CONSIGNE:
Répondez brièvement aux questions suivantes à partir du texte sur le pourboire.
1. Quelles options de pourboire le terminal propose-t-il généralement ?
2. Qui Daniel Marbot conseille-t-il ?
3. En Suisse, à quoi le pourboire reste-t-il réservé ?

#### TEXTE PROPOSÉ ####

Le système est simple: vous achetez un vin chaud et payez par carte. Mais avant que la transaction ne soit finalisée, une question s'affiche sur le terminal: souhaitez-vous laisser un pourboire? Les options proposées sont généralement les suivantes: pas de pourboire, 10, 15 ou 20%. Le temps que le client fasse son choix, il n'est pas rare que le vendeur ou la vendeuse se tienne juste à côté et observe le choix effectué. 

«Le pourboire devient une pression sociale»

Des études menées aux Etats-Unis montrent que ce levier psychologique fonctionne. L'expert en gastronomie Daniel Marbot porte toutefois un regard critique sur cette nouvelle méthode de perception du pourboire, comme il l'explique à Blick. Daniel Marbot conseille des entreprises de restauration et des investisseurs dans toute la Suisse et met en garde contre les effets de cette pratique. «Le sujet préoccupe actuellement la branche de manière intense et très émotionnelle», souligne-t-il. 

Selon Daniel Marbot, ce sont précisément les demandes de pourboires automatisées aux comptoirs ou en libre-service qui déplacent profondément la responsabilité et les attentes. «Le pourboire passe ainsi d'un signe volontaire de reconnaissance à une situation de pression sociale. A long terme, cela nuit fortement à la confiance entre la clientèle, l'établissement et le personnel, et cela sape l'idée même de salaires équitables.»

Cette pratique peut aussi se révéler contre-productive pour les entreprises. Les études montrent que si les clients, soumis à cette pression, donnent effectivement davantage de pourboires, ils quittent en revanche le bistrot ou le stand de plats à emporter avec un sentiment négatif. A long terme, cet effet pourrait avoir un effet boomerang.

La culture américaine va-t-elle débarquer en Suisse?

Car aux Etats-Unis, le personnel dépend largement de pourboires de 15 à 20%. Les salaires dans la restauration y sont délibérément maintenus à un niveau très bas par les employeurs, la clientèle compensant cette différence par les pourboires. En Suisse, la situation est différente: le pourboire n'y est pas automatique, mais reste réservé à un service jugé exceptionnel.

Cela restera-t-il le cas? Daniel Marbot l'espère: «Le pourboire est bien plus qu'un montant. C'est un remerciement direct, spontané, humain. Il n'a pas sa place dans la structure salariale, mais entre les mains de celles et ceux qui font du bon travail.»

#### DONNÉES FOURNIES ####

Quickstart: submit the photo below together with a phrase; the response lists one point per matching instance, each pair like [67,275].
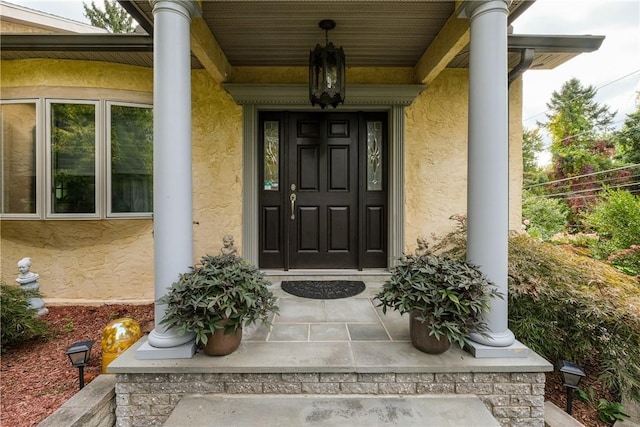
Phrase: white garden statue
[28,281]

####

RÉPONSE:
1. Pas de pourboire, 10, 15 ou 20 %.
2. Des entreprises de restauration et des investisseurs dans toute la Suisse.
3. À un service jugé exceptionnel.